Resume the okra text below after its final sentence, continuing in the same style.

— Text provided —
+-------+
The plant is cultivated best in tropical, subtropical and warm climates overall. That’s why it works best in the southern parts of the US, mostly in Texas and California where it’s grown in both the small farms and in commercial ones.


  • The name lady fingers is new, it originates in the 20th century
  • There are evidence that it was grown in ancient Egypt
  • It’s still the most popular in Africa and Asia minor

Buying Guide

Color is usually the best sign you have at your disposal to figure out how fresh okras are. The pod should be in bright green if it’s fresh and when it’s fully mature they should be about 4 inches long each. They should also be firm and if they feel soft or blemished you should avoid them.

When the okra is to ripe which can happen as well it will have a silky feel to it when touched. Those are to be avoided as well.

Production & Farming in Texas

Okra is grown in the southern and central parts of the state because that’s where the soil and the weather allows for it. For the best yields you should pay special attention to how much sunlight the plant is getting. It should get as much as 8 hours of direct sunlight per day in order to grow successfully.

The soil needs to be prepared for okras and that’s best done by making sure that it’s been worked to be eight to ten inches deep. Compost will also enrich the soil and it’s best to use only organic compost to do so. The soil should also be raked to be leveled and this is best accomplished when the soil is dry.

It should be planted in spring, two or three weeks after the dangers of frost have passed because a frost could kill it. You should also plant to avoid the winter frost by at least two or three months. That’s the only way to make sure your work won’t be in vain.

Okra will produce large flowers about two months after they’ve been planted. The pods will be ready about 4 days later and that’s when they should be picked off. It’s best to pick them every two days to allow all pods to reach maturity over time.


Pesticides are used on okra and the evidence shows that they remain on the plant for quite a long time after they have been used. The chemicals used on okras include: indoxacarb, fenarimol, acetamiprid and chlorfenapyr.


Okra was firstly used in Africa and there is evidence that it was an important plant for the culinary practices of ancient Egypt. Trade ships coming from Europe have brought it back and it became a part of the culinary practices in France and the Nederland.

Now they are grown in all climates they allow it and with the rise of the focus on world cuisine and healthy dinning it’s been exported and used in restaurants and healthy markets everywhere.

There is evidence that it was used in the US since its founding and Thomas Jefferson was said to be growing it in Virginia himself.
+-------+
Saved data entries:
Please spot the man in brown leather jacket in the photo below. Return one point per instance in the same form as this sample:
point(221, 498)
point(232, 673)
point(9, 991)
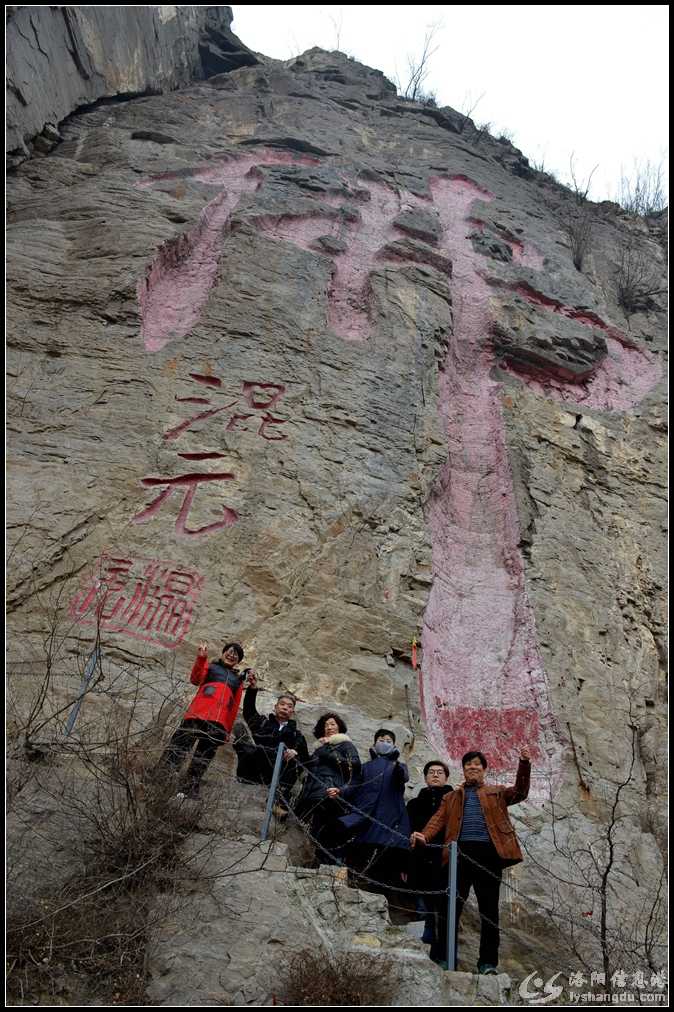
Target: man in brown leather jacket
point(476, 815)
+-------+
— Result for this task —
Okra deteriorates rapidly at high temperatures and that’s something to take into account when packing it. Carton liners are the best way to protect the plants and to move them easily and in a stackable way. It’s sometimes needed to use separate sheets to wrap them in if the temperature can be a problem.

The temperature should also be regulated in the storage area and in the store where the okras are sold as well.


Okra is relativity easy to prepare and the cooking itself depends on how you use it as a side dish. 8 ounces of it will be enough for you to serve a meal for four. Wash them and drain them well so that you’re sure that they can be stored or used.

Cut off the stems using an ordinary sharp kitchen knife. Cut each of them into the slices of ½ inches each and that will leave you with two full cups of okras.

Next step is to cook the okras in water that you’ve added some salt to. Add the okra once the water is brought to the boil. Cover the pan and continue with the cooking up to 8 to 10 minutes.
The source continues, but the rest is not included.